INSTRUCTIONS FOR THE TASK:
Please rewrite the listing below as a JSON array of strings, one string per line, omitting blank lines.

EXTRACTED MATERIAL:
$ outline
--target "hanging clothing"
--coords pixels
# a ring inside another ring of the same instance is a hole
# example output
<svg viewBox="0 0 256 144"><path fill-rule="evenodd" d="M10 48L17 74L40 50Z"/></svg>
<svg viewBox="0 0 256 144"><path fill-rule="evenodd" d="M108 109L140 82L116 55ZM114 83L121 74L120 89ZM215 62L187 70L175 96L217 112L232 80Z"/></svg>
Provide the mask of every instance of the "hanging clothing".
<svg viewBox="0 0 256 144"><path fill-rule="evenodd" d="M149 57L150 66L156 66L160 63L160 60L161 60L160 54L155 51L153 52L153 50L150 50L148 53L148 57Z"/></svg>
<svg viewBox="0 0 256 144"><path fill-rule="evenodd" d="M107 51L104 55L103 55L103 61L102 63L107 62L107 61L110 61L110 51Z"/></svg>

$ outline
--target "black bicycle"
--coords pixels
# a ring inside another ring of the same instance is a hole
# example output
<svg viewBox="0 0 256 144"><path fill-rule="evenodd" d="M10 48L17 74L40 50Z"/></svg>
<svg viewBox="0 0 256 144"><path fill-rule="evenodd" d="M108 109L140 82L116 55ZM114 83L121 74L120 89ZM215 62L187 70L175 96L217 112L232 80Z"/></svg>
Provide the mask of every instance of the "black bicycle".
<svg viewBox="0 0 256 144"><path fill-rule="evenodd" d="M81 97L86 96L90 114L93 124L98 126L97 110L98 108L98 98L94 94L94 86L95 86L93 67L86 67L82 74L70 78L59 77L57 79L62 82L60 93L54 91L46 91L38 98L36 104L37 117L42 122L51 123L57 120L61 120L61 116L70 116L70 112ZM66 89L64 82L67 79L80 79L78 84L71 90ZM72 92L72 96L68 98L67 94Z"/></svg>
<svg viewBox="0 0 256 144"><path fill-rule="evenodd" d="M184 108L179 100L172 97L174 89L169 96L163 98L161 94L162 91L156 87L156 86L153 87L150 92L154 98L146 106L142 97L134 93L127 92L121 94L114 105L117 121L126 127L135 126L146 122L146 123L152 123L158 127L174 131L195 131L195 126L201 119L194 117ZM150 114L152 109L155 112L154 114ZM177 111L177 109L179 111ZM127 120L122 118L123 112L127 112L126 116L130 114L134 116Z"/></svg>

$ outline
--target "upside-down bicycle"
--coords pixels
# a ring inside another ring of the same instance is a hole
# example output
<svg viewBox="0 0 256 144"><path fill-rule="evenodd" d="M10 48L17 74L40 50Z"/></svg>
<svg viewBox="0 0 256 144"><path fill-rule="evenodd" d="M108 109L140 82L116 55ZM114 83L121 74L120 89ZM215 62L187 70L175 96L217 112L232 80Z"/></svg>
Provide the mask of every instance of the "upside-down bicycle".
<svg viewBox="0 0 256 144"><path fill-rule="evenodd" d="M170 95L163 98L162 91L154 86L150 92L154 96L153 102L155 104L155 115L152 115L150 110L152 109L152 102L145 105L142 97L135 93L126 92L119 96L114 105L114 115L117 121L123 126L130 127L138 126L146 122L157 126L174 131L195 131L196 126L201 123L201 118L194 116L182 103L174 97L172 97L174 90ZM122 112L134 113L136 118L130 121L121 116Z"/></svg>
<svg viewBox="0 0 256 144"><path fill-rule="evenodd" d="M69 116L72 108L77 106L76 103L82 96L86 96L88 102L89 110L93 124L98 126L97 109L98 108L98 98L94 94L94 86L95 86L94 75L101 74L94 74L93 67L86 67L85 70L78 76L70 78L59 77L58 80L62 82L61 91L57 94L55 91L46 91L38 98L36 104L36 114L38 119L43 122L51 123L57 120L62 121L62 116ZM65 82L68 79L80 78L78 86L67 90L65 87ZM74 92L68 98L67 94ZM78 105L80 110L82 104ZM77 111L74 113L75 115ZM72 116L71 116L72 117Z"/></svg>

ANSWER IN FULL:
[
  "$ outline",
  "--target \"hanging clothing\"",
  "--coords pixels",
  "# a ring inside another ring of the same instance is a hole",
  "# example output",
  "<svg viewBox=\"0 0 256 144\"><path fill-rule=\"evenodd\" d=\"M10 48L17 74L40 50Z\"/></svg>",
  "<svg viewBox=\"0 0 256 144\"><path fill-rule=\"evenodd\" d=\"M108 109L140 82L116 55ZM114 83L121 74L120 89ZM215 62L187 70L175 96L217 112L232 80Z\"/></svg>",
  "Provide the mask of every instance of the \"hanging clothing\".",
  "<svg viewBox=\"0 0 256 144\"><path fill-rule=\"evenodd\" d=\"M149 57L150 66L156 66L160 63L160 60L161 60L160 54L155 51L153 52L153 50L150 50L148 53L148 57Z\"/></svg>",
  "<svg viewBox=\"0 0 256 144\"><path fill-rule=\"evenodd\" d=\"M107 51L104 55L103 55L103 61L102 63L107 62L107 61L110 61L110 51Z\"/></svg>",
  "$ outline",
  "--target \"black bicycle\"",
  "--coords pixels",
  "# a ring inside another ring of the same instance is a hole",
  "# example output",
  "<svg viewBox=\"0 0 256 144\"><path fill-rule=\"evenodd\" d=\"M10 48L17 74L40 50Z\"/></svg>",
  "<svg viewBox=\"0 0 256 144\"><path fill-rule=\"evenodd\" d=\"M108 109L140 82L116 55ZM114 83L121 74L120 89ZM215 62L187 70L175 96L217 112L232 80Z\"/></svg>",
  "Provide the mask of every instance of the \"black bicycle\".",
  "<svg viewBox=\"0 0 256 144\"><path fill-rule=\"evenodd\" d=\"M81 97L86 96L90 114L93 124L98 126L97 110L98 108L98 98L94 94L94 86L95 86L93 67L86 67L82 74L70 78L59 77L57 79L62 82L60 93L54 91L46 91L38 98L36 104L37 117L42 122L51 123L57 120L61 120L61 116L70 116L70 112ZM66 89L64 82L67 79L80 79L78 84L71 90ZM72 92L72 96L68 98L67 94Z\"/></svg>",
  "<svg viewBox=\"0 0 256 144\"><path fill-rule=\"evenodd\" d=\"M184 108L179 100L172 97L174 89L169 96L163 98L161 94L162 91L156 87L156 86L153 87L150 92L154 98L146 106L142 97L134 93L127 92L121 94L114 105L117 121L126 127L135 126L146 122L146 123L152 123L158 127L174 131L195 131L195 126L201 119L194 117ZM150 114L152 109L155 112L154 114ZM177 111L177 109L179 111ZM127 120L122 118L123 112L127 112L126 116L130 114L134 116Z\"/></svg>",
  "$ outline",
  "--target \"upside-down bicycle\"",
  "--coords pixels",
  "# a ring inside another ring of the same instance is a hole",
  "# example output",
  "<svg viewBox=\"0 0 256 144\"><path fill-rule=\"evenodd\" d=\"M10 48L17 74L40 50Z\"/></svg>",
  "<svg viewBox=\"0 0 256 144\"><path fill-rule=\"evenodd\" d=\"M108 109L140 82L116 55ZM114 83L121 74L120 89ZM215 62L187 70L175 96L217 112L232 80Z\"/></svg>",
  "Provide the mask of every instance of the \"upside-down bicycle\".",
  "<svg viewBox=\"0 0 256 144\"><path fill-rule=\"evenodd\" d=\"M170 95L163 98L162 91L154 86L150 92L154 96L153 102L155 104L155 115L152 115L150 110L152 109L152 102L145 105L142 97L135 93L126 92L119 96L114 105L114 115L117 121L123 126L130 127L138 126L146 122L157 126L174 131L195 131L196 126L201 123L201 118L194 116L182 103L174 97L172 97L174 90ZM122 112L134 113L136 118L130 121L121 116Z\"/></svg>",
  "<svg viewBox=\"0 0 256 144\"><path fill-rule=\"evenodd\" d=\"M69 116L72 108L77 106L76 103L82 96L86 96L88 102L89 110L93 124L98 126L97 109L98 108L98 98L94 94L94 86L95 86L94 75L101 74L94 74L93 67L86 67L85 70L78 76L70 78L59 77L58 80L62 82L61 91L57 94L55 91L46 91L38 98L36 104L36 114L38 119L43 122L51 123L57 120L62 121L62 116ZM65 82L68 79L80 78L78 86L67 90L65 87ZM74 92L68 98L67 94ZM78 105L80 110L82 104ZM77 111L74 113L75 115ZM72 116L71 116L72 117Z\"/></svg>"
]